*The data:*
= = = = =
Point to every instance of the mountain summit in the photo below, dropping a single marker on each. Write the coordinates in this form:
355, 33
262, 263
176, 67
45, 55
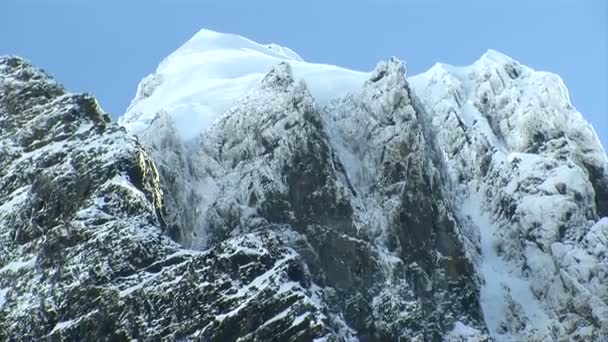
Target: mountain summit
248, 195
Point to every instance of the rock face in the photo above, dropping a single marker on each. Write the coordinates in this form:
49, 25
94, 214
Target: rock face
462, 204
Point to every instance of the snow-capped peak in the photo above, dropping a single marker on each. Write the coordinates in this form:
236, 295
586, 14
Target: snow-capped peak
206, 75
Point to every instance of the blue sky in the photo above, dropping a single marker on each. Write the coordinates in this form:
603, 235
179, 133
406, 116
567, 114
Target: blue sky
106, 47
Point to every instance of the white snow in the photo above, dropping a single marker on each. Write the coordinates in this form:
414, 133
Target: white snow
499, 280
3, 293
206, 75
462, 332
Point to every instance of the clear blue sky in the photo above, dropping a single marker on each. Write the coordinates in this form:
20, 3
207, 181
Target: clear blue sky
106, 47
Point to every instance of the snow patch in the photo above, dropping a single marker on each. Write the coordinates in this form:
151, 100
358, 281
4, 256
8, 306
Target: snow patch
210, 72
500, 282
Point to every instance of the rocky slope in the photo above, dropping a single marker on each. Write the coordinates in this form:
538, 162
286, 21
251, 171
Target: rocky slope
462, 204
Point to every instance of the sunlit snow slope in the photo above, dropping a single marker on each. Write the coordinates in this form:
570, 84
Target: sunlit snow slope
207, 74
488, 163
= = = = =
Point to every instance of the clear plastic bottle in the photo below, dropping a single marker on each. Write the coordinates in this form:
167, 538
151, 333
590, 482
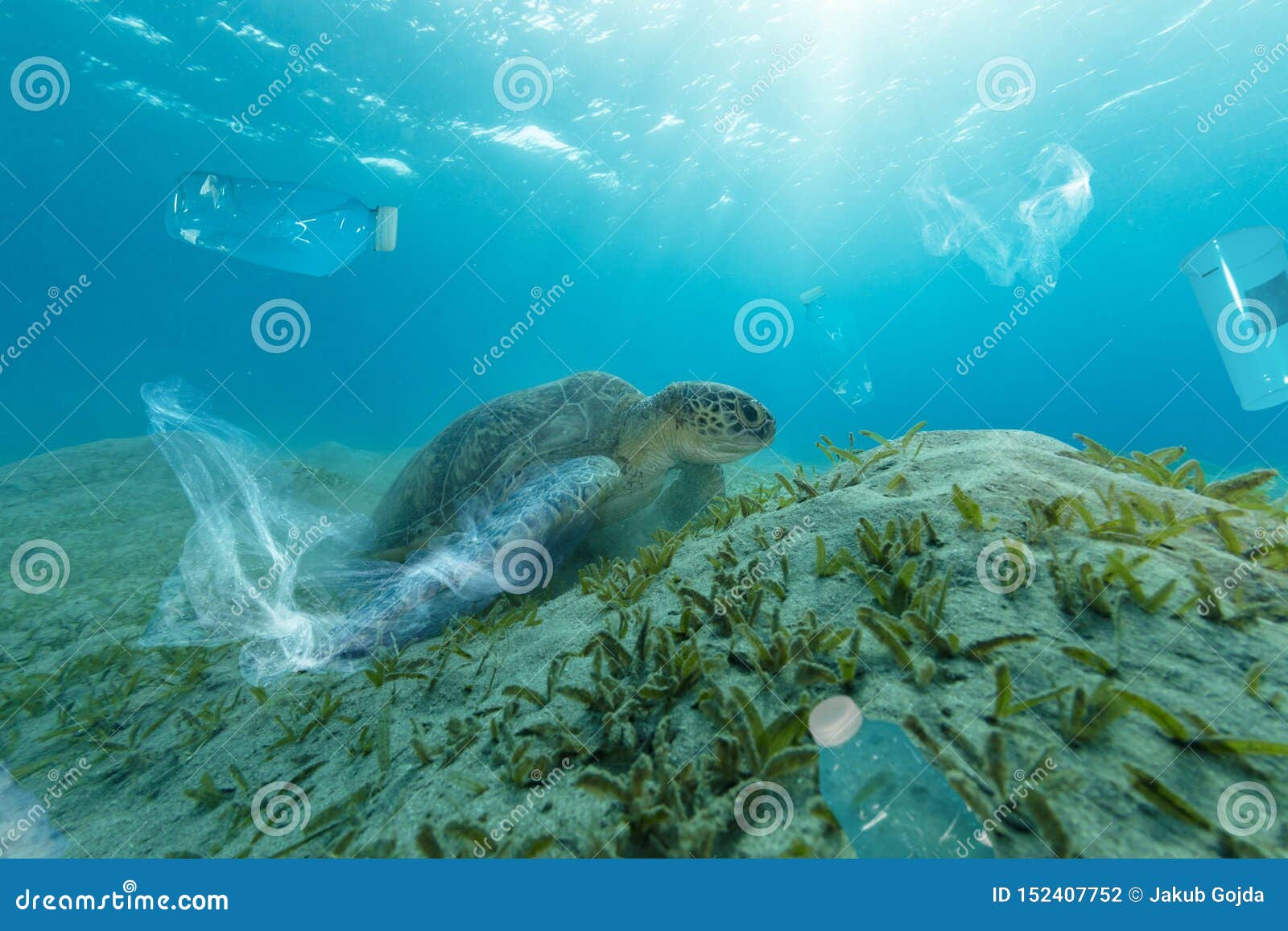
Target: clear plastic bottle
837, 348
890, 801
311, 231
= = = = =
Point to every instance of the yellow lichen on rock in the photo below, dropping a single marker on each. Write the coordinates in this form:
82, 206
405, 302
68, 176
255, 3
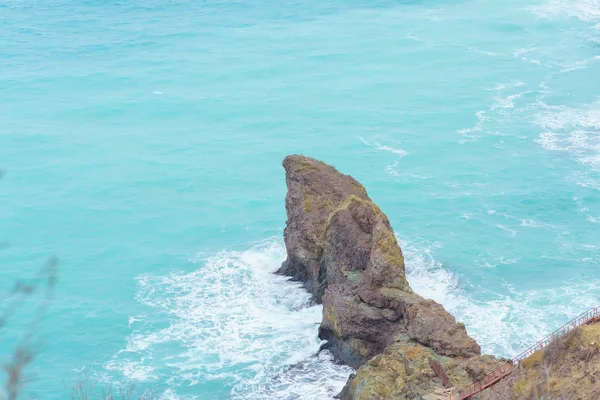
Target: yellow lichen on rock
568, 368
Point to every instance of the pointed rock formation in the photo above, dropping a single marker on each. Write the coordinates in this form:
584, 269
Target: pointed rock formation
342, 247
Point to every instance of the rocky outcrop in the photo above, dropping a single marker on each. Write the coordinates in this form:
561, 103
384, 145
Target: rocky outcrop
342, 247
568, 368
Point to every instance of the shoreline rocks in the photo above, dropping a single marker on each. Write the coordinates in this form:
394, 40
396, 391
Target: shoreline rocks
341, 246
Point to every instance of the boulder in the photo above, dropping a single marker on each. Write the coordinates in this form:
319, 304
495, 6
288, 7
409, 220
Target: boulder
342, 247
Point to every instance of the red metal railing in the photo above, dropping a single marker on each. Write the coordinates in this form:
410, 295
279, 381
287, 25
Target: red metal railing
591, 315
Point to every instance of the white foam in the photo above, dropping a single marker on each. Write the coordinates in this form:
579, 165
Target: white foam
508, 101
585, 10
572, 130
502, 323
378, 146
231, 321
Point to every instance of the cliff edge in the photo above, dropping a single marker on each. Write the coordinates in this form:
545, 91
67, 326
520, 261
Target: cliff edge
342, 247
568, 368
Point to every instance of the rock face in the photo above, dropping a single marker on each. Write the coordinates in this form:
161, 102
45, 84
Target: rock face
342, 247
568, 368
= = = = =
*What to produce:* Copy each line of the records above that contains the string "blue". Treat uppercase and lowercase letters as distinct when matching.

*Output:*
Point to every instance of the blue sky in the photo above, dropping a single marker on each. Write the coordinates in this form:
Target: blue sky
Point to every instance of the clear blue sky in the photo above, dropping a single marker on each. Write the coordinates in this form:
Target: clear blue sky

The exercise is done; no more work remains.